*** EXCERPT TO READ

Omicron: Half of colds will be Covid, warn UK researchers – BBC News

By Michelle Roberts
Health editor, BBC News online

If you have a sore throat, runny nose and a headache there is a good chance it will be Covid, warn UK researchers.
The Zoe Covid study team has been tracking the pandemic using feedback from the general public, and estimates half of people with cold-like symptoms actually have Covid.
They describe an "explosion" of Covid cases over the last week, driven by the new Omicron variant.
About 144,000 people a day are catching it and then feeling unwell.
For most, Covid is a mild disease. Some get no symptoms at all.
But it can still cause very serious illness in some people, including those who have not been vaccinated.
If you have cold-like symptoms, take a Covid test, says lead scientist Prof Tim Spector.
"The number of new symptomatic cases has exploded over the last week," he said.
"For most people, an Omicron positive case will feel much more like the common cold, starting with a sore throat, runny nose and a headache. You only need to ask a friend who has recently tested positive to find this out.
"We need to change public messaging urgently to save lives."
The UK reported 106,122 new Covid cases on Wednesday – exceeding 100,000 on a single day for the first time.
With infections doubling every two to three days, experts say, health officials are concerned about the pressure this could put on the NHS.
Preliminary studies suggest the Omicron coronavirus variant is milder, with fewer people getting severely ill than with other variants.

******

PROMPT A >>
List each specific symptom that the Omicron article names.
PROMPT B >>
Edit the stretch of the Omicron article from "The Zoe Covid" through "not been vaccinated." so that "feeling unwell" becomes "falling ill".
Answer from the article on this page alone.

*** INFORMATION GIVEN

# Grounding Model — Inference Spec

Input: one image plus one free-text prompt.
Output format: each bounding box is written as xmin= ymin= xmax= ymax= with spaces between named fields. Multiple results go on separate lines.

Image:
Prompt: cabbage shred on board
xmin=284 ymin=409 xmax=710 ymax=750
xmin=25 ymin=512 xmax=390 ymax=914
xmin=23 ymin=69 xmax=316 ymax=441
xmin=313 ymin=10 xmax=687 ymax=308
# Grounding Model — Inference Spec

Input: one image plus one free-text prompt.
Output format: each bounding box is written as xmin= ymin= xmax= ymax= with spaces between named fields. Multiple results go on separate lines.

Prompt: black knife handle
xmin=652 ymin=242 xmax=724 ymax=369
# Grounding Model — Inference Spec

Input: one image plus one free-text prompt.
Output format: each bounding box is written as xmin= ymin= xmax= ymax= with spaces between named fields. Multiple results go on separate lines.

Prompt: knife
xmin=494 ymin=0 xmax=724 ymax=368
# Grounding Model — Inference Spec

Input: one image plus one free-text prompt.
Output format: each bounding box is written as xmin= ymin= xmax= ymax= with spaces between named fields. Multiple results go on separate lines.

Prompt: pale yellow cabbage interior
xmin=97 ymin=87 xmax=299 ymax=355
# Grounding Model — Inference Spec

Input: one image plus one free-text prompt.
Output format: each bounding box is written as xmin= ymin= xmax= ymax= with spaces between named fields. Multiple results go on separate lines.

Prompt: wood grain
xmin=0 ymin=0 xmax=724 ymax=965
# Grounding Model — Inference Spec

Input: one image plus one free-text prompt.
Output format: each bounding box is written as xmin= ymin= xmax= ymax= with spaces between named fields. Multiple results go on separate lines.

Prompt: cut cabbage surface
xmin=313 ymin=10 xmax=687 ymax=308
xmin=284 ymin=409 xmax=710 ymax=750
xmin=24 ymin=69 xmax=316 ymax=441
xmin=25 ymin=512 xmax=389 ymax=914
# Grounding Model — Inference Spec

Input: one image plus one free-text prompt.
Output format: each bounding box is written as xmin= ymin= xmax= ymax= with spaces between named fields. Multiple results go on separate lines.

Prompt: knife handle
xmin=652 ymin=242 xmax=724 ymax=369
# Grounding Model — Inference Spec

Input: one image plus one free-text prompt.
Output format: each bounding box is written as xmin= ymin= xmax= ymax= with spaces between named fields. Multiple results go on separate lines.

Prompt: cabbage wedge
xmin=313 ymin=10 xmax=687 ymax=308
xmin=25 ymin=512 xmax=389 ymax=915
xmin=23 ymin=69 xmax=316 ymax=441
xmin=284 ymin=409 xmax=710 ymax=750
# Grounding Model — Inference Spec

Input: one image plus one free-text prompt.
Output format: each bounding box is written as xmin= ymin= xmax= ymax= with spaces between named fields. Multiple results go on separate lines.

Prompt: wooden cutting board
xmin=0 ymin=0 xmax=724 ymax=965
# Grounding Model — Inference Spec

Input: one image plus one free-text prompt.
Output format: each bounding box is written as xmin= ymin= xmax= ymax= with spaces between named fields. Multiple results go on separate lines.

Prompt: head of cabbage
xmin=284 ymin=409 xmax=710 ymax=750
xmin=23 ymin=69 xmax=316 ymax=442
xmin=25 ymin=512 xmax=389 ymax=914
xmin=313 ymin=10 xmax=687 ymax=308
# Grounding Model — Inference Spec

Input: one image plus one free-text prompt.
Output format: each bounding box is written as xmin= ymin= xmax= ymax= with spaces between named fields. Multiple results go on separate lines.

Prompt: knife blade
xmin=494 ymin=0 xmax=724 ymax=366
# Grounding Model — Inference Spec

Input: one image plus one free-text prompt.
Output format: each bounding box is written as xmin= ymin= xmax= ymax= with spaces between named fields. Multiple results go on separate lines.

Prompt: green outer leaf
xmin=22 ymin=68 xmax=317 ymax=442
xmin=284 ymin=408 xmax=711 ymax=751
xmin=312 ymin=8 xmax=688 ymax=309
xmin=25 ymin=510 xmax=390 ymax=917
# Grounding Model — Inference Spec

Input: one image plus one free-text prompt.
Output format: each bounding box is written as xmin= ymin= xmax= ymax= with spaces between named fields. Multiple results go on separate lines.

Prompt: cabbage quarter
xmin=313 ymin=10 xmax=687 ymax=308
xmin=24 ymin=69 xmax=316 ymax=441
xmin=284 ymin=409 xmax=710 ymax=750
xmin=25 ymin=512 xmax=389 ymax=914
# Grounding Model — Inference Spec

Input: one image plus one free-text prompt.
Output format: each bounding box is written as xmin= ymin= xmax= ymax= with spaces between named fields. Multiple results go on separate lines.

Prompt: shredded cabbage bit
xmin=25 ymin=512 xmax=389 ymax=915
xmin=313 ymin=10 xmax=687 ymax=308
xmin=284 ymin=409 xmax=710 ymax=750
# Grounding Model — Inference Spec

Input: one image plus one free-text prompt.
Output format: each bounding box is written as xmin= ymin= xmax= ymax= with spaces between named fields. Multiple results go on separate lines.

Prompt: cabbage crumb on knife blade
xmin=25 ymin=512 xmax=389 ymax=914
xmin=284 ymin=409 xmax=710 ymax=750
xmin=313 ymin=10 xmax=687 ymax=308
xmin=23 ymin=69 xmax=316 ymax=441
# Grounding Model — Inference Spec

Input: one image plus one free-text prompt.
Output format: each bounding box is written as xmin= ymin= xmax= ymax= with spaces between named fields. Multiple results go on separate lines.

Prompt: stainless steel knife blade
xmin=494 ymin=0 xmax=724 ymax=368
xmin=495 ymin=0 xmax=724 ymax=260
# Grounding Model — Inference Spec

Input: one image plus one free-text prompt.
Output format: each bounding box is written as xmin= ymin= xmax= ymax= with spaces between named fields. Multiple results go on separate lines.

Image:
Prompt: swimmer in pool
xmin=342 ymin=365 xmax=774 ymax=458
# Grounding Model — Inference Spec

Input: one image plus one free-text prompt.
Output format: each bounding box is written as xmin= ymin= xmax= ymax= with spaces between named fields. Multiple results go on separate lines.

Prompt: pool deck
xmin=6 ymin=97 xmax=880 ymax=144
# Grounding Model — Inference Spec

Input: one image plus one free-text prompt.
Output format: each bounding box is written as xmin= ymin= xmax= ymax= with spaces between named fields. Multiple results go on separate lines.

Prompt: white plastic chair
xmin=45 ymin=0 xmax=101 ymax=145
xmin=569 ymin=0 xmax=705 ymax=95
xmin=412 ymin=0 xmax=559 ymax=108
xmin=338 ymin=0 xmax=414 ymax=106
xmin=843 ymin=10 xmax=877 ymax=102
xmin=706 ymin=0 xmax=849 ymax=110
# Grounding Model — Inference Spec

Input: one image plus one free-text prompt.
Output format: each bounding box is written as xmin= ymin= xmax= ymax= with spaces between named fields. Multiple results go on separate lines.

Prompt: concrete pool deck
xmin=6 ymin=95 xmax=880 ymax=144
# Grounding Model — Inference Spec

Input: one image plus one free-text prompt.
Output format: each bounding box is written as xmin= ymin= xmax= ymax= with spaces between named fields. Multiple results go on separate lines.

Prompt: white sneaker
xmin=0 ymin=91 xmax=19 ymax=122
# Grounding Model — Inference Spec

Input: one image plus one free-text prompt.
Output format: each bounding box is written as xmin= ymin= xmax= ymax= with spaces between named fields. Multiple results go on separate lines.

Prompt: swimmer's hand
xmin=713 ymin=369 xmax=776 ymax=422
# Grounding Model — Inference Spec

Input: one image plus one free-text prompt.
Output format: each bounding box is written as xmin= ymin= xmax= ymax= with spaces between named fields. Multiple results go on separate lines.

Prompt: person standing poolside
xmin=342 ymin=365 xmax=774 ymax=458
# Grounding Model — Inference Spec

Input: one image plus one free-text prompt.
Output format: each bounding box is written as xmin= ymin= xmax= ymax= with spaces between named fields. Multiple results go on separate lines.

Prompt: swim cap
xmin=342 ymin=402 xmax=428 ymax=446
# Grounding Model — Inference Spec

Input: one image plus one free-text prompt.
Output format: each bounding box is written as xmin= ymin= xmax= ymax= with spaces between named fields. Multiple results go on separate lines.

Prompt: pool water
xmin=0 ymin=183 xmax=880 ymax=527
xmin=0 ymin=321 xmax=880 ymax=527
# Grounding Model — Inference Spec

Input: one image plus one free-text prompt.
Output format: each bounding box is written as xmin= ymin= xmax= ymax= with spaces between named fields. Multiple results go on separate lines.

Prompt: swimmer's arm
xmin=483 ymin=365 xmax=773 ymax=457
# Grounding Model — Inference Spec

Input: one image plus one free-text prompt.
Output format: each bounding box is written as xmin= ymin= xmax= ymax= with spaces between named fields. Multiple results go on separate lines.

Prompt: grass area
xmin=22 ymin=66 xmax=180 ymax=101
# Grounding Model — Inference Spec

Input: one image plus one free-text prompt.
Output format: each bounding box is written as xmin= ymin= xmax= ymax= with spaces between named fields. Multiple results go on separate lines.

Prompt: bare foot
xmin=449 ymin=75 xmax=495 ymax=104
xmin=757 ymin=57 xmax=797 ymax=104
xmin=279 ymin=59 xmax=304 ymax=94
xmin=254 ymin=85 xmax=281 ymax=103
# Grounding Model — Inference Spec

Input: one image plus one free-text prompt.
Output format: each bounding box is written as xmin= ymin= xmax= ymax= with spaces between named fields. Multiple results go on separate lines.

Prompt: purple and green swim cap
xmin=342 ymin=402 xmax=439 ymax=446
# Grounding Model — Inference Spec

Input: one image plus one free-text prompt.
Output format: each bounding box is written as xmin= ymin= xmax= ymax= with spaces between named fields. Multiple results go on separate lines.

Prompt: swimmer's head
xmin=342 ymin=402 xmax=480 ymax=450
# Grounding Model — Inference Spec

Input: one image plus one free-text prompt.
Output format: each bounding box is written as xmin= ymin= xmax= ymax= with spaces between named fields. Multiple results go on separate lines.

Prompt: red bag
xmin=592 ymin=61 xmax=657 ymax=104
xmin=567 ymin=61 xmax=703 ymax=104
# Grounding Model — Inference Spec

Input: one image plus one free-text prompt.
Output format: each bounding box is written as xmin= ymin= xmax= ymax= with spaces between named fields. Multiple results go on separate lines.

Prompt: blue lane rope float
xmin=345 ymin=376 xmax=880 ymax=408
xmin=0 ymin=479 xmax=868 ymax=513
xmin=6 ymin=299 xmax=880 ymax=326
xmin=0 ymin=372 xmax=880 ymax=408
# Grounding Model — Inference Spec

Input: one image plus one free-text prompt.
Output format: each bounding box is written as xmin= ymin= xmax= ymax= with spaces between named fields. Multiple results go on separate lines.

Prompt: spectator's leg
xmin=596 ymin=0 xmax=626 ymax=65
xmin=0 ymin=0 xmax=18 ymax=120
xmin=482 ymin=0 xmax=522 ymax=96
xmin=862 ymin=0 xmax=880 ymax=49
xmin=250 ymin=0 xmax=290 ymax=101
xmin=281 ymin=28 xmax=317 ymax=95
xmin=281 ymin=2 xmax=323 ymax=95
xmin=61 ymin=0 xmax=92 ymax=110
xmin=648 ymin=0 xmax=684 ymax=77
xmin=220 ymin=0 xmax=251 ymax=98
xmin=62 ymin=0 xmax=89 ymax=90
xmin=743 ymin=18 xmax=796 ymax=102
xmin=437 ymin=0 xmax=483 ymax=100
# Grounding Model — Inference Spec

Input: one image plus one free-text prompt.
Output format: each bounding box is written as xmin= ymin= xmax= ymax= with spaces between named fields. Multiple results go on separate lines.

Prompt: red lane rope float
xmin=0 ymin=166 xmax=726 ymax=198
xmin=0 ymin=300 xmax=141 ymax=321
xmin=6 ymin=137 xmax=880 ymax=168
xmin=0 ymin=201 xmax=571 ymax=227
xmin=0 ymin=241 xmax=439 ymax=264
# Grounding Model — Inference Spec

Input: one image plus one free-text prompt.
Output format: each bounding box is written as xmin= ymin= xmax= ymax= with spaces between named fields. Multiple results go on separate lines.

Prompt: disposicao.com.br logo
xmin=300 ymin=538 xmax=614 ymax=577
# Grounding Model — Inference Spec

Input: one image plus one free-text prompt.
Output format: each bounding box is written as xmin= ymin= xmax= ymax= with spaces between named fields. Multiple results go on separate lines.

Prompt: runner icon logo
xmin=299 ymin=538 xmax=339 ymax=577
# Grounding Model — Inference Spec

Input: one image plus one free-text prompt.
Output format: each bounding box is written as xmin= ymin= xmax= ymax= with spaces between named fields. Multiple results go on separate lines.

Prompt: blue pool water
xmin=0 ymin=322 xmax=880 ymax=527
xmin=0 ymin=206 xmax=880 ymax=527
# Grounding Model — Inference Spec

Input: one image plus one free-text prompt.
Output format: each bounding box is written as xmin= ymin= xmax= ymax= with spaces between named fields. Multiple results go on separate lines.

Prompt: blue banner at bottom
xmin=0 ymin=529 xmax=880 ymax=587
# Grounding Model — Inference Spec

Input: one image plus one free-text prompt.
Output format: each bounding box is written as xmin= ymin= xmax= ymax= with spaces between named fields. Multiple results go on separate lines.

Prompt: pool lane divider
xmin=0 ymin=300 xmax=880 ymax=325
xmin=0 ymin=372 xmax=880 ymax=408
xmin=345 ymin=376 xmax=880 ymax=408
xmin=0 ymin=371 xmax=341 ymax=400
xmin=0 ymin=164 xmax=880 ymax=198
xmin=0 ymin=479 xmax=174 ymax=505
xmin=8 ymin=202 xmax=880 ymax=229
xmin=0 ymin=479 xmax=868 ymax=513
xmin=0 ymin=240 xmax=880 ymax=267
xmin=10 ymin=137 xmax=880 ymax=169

******

OUTPUT A >>
sore throat, runny nose, headache

OUTPUT B >>
The Zoe Covid study team has been tracking the pandemic using feedback from the general public, and estimates half of people with cold-like symptoms actually have Covid.
They describe an "explosion" of Covid cases over the last week, driven by the new Omicron variant.
About 144,000 people a day are catching it and then falling ill.
For most, Covid is a mild disease. Some get no symptoms at all.
But it can still cause very serious illness in some people, including those who have not been vaccinated.